TEXTO SELECCIONADO ::
--------
Cada vez que la escucho, me gusta más la voz de Leonor Watling. De conocerla casi inerte, retratada por la cámara de Pedro Almodóvar en Hable con ella, he aprendido a disfrutar ese coctel musical compuesto de pop pegajoso, jazz dolido y música para cabaret que es su grupo Marlango. Un amigo dice que la voz de Leonor es la versión femenina de Tom Waits. Creo que tiene y no tiene razón. Es una voz suave, pero no tersa; es una voz de terciopelo, pero no acaricia; es una voz con la textura del papel de estrasa arrugado, pero que ha envuelto un tesoro invaluable que se le va a regalar al objeto del propio afecto. El segundo disco de Marlango, The Electrical Morning, es familiar como el zumbido que haría un aparato eléctrico desconocido que alguien puso a funcionar en la habitación de junto, cuando uno todavía está dormitando un sábado por la mañana. Pero, a la vez, The Electrical Morning, es una obra extraña, que provoca la misma sensación de extrañeza cuando escuchamos que la mañana eléctrica para la polilla fue esa en la que se encontró de frente con la muerte, quemada con la luz y el calor de la bombilla eléctrica que tan afanosamente perseguía. Bien dicen que es mejor nunca obtener lo que se quiere, que los sonidos eléctricos de la mañana son un recordatorio de que el viaje aún no ha concluido y todavía queda mucho por hacer...

Escuchando una ópera trágica con final feliz

Mejor conocido por sus colaboraciones con Emir Kusturica, Goran Bregovic es un músico con una personalidad arrolladora, capaz de crear universos propios en torno a esa ficción cálida que es el alma eslava. Su último disco es su propia versión de la ópera de Bizet, Carmen, pero con un final feliz. ¿Por qué no hacer de cuenta que la historia la inventó uno mismo y que, por tanto, se puede relatar de manera diferente cada vez que se encuentren oídos dispuestos a escuchar? ¿Por qué no corregirle un poco la plana a Bizet, y darle a esta chica apasionada la oportunidad de ser feliz con su torero? Eso es lo que ha hecho Bregovic. Aunque para mí, su obra maestra fue la música de Tiempo de gitanos, obra de la cual abreva directamente (para bien y para mal) esta Karmen with Happy Ending...
--------
[Datos de origen]
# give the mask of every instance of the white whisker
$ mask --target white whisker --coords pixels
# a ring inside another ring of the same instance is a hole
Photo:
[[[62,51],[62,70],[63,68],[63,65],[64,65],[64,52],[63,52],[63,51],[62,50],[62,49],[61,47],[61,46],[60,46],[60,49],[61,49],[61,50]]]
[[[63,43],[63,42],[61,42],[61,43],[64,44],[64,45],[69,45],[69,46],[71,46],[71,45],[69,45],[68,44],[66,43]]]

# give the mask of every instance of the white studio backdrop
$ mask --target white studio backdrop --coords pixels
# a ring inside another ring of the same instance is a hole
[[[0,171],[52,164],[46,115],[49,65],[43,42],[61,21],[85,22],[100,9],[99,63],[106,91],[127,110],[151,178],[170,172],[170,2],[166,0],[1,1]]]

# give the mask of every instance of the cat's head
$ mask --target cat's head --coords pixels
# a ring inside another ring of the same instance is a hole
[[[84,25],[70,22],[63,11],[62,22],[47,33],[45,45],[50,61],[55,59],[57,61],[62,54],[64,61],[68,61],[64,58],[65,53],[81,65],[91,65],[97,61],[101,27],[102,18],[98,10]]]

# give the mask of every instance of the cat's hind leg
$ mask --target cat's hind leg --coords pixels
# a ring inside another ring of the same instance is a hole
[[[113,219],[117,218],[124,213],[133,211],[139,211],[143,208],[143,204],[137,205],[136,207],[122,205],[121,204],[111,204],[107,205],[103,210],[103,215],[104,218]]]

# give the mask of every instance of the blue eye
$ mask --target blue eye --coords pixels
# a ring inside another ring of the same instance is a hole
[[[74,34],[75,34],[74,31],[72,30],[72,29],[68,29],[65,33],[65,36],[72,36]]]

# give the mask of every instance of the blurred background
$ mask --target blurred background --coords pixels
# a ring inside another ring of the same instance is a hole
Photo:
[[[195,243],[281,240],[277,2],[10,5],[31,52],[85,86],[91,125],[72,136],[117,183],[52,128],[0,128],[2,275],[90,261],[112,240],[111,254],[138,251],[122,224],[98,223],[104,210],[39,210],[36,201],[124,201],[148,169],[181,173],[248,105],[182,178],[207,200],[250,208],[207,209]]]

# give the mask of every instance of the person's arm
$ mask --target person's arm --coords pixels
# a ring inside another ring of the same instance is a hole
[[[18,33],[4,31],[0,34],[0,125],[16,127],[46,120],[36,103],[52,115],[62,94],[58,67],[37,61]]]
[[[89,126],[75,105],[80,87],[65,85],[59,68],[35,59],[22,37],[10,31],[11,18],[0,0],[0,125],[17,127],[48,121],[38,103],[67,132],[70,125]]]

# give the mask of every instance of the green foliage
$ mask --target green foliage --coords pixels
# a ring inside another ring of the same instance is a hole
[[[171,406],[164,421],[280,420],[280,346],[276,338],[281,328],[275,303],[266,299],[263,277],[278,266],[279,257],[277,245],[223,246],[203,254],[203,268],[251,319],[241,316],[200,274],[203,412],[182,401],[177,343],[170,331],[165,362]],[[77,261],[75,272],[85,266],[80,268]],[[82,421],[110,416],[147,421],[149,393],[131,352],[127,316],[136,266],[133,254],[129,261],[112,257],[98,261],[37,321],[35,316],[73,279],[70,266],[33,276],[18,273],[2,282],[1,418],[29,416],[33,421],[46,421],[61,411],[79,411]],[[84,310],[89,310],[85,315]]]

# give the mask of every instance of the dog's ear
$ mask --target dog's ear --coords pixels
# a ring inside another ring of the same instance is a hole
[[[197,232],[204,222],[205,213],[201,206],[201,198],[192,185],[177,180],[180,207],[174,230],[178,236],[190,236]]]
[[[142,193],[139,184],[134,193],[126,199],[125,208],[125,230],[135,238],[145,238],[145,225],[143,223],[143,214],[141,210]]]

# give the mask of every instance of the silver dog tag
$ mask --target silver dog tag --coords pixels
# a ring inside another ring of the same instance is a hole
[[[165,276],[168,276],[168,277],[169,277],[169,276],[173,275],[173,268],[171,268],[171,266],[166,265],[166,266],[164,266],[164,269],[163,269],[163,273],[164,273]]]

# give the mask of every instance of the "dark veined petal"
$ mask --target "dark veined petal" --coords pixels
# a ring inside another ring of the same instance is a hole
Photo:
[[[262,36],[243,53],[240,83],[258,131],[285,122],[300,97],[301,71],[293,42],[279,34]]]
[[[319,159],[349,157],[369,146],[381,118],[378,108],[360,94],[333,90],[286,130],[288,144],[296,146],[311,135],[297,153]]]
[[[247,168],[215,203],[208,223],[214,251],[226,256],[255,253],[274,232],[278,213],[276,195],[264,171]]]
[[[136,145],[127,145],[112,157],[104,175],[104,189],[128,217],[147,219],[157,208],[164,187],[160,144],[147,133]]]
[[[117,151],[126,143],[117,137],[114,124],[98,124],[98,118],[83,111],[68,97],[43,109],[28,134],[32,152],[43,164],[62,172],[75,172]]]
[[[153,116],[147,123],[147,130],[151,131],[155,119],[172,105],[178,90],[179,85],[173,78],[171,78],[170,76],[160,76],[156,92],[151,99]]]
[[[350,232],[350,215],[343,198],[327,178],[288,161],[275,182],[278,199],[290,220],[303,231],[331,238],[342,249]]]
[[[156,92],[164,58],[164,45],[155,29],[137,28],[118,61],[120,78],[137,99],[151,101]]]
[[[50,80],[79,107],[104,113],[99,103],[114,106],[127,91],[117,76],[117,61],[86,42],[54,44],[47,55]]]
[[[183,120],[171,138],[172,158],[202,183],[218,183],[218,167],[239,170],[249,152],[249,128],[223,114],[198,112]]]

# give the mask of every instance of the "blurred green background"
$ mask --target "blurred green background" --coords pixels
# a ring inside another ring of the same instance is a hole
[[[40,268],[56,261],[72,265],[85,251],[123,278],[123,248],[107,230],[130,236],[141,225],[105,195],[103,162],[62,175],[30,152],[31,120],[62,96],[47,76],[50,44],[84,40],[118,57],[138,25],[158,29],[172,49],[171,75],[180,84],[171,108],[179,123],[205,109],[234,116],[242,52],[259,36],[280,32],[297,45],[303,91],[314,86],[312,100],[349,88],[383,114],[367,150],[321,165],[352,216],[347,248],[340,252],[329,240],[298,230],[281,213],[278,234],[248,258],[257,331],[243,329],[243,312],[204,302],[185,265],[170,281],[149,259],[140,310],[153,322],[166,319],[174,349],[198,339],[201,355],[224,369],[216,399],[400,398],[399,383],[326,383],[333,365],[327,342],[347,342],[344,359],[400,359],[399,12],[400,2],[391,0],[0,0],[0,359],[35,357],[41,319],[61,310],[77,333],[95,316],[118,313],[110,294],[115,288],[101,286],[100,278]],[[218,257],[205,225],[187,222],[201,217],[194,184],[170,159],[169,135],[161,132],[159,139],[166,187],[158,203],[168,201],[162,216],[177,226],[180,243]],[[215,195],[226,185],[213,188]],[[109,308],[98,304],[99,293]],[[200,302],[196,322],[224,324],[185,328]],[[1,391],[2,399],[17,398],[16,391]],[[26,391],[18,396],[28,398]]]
--------
INSTRUCCIONES ::
(1) En el texto seleccionado, ¿cómo se llama el segundo disco de Marlango?
(2) Reproduce tal cual el fragmento del texto seleccionado que va de "Mejor conocido por" a "with Happy Ending...".

RESPUESTAS EN ORDEN ::
(1) The Electrical Morning.

(2)
Mejor conocido por sus colaboraciones con Emir Kusturica, Goran Bregovic es un músico con una personalidad arrolladora, capaz de crear universos propios en torno a esa ficción cálida que es el alma eslava. Su último disco es su propia versión de la ópera de Bizet, Carmen, pero con un final feliz. ¿Por qué no hacer de cuenta que la historia la inventó uno mismo y que, por tanto, se puede relatar de manera diferente cada vez que se encuentren oídos dispuestos a escuchar? ¿Por qué no corregirle un poco la plana a Bizet, y darle a esta chica apasionada la oportunidad de ser feliz con su torero? Eso es lo que ha hecho Bregovic. Aunque para mí, su obra maestra fue la música de Tiempo de gitanos, obra de la cual abreva directamente (para bien y para mal) esta Karmen with Happy Ending...